WORK REQUIRED:
Find every line in the records below that contains the string "segmentation" and copy each of those lines in full. Treat uppercase and lowercase letters as different.

··· THE RECORDS ···

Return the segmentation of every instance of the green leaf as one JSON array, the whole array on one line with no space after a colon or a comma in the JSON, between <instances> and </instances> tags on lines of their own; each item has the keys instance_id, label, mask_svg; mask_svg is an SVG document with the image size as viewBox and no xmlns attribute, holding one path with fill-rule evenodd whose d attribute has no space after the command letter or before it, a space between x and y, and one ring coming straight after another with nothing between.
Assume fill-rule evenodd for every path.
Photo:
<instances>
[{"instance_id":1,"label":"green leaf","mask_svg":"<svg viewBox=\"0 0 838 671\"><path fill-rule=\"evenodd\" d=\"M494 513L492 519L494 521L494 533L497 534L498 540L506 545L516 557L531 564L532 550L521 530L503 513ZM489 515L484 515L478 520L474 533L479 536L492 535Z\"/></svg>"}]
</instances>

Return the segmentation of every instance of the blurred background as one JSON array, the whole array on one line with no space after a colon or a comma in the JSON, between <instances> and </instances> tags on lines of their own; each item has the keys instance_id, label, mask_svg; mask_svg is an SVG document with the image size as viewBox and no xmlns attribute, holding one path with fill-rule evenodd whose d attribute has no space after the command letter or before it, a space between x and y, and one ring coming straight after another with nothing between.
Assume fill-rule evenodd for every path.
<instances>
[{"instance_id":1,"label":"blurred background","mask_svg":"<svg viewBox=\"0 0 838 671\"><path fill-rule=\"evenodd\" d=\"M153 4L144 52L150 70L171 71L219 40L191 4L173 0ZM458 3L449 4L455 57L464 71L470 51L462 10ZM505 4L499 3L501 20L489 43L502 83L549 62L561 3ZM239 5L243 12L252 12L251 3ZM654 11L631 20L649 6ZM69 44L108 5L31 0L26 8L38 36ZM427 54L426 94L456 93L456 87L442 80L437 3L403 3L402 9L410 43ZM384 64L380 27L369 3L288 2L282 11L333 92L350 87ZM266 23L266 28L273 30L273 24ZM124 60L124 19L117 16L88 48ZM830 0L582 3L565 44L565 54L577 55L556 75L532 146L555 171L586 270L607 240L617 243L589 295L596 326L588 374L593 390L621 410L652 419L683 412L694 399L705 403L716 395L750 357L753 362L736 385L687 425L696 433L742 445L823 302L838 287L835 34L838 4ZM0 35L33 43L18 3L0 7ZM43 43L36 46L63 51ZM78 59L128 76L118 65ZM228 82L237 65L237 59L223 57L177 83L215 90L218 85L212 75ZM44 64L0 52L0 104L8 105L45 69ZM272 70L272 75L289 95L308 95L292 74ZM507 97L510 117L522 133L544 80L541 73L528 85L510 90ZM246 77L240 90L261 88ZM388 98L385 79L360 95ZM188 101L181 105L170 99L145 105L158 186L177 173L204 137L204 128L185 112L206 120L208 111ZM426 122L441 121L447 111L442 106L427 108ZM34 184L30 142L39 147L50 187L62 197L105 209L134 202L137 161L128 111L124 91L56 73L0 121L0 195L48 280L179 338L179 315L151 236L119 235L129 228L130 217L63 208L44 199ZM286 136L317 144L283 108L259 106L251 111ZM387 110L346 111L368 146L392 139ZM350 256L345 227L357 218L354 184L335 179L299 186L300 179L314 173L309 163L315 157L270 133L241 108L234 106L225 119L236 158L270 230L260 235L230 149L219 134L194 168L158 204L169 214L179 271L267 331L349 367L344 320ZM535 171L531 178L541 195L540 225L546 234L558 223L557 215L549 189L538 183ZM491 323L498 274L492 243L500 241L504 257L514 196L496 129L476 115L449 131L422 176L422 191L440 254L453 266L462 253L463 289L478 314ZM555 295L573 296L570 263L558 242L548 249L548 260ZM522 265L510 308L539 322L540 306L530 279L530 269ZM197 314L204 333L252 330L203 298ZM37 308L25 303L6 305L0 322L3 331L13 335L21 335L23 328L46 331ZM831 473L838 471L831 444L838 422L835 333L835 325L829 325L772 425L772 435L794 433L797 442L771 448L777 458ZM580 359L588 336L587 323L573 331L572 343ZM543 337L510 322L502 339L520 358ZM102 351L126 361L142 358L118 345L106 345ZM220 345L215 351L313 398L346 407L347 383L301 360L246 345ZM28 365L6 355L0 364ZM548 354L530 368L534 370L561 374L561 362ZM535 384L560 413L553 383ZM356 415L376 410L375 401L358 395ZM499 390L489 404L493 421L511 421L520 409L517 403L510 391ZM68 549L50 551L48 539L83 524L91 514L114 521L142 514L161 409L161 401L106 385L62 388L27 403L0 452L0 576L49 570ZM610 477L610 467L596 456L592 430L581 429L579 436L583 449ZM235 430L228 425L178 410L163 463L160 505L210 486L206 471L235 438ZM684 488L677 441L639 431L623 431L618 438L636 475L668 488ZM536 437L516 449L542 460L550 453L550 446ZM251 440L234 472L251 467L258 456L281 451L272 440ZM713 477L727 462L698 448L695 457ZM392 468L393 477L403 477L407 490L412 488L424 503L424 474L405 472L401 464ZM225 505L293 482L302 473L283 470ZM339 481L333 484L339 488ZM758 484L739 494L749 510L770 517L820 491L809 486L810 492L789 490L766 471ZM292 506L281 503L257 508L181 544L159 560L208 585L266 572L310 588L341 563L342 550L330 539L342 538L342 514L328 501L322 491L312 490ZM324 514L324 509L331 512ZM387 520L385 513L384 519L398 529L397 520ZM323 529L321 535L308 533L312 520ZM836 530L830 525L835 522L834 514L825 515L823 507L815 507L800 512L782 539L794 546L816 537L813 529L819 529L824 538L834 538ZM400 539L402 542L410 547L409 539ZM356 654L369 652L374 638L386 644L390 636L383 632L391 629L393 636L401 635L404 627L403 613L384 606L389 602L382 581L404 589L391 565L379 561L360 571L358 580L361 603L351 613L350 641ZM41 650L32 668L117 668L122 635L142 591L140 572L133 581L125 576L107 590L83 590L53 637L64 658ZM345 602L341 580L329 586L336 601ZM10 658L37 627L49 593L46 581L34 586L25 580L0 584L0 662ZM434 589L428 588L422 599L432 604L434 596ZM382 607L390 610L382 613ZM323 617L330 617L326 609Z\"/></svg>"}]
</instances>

···

SOLUTION FOR THIS TASK:
Return the segmentation of every instance of the green leaf as one JSON array, the whole array on one line with no space after a colon or a comma in the JSON, between <instances> and </instances> tags on lines of their own; each item has the keys instance_id, label, mask_svg; mask_svg is an SVG document with the image size as viewBox and no xmlns attribute, holding one path with fill-rule evenodd whose d attribute has no space after the command letter or before it, a space between x and y, and one ring coming straight after another with nothing between.
Return the segmentation of every instance of the blurred background as one JSON array, the whole array on one line with no space after a colon or a comma in the JSON, between <instances> and </instances> tags on lines of their own; each item has the keys instance_id, label, mask_svg; mask_svg is an SVG document with the image size as viewBox and no xmlns attribute, holding one path with fill-rule evenodd whose d attribute has no space after the command letter or before it, a space between x and y, and one ring coming straight after another with nothing between.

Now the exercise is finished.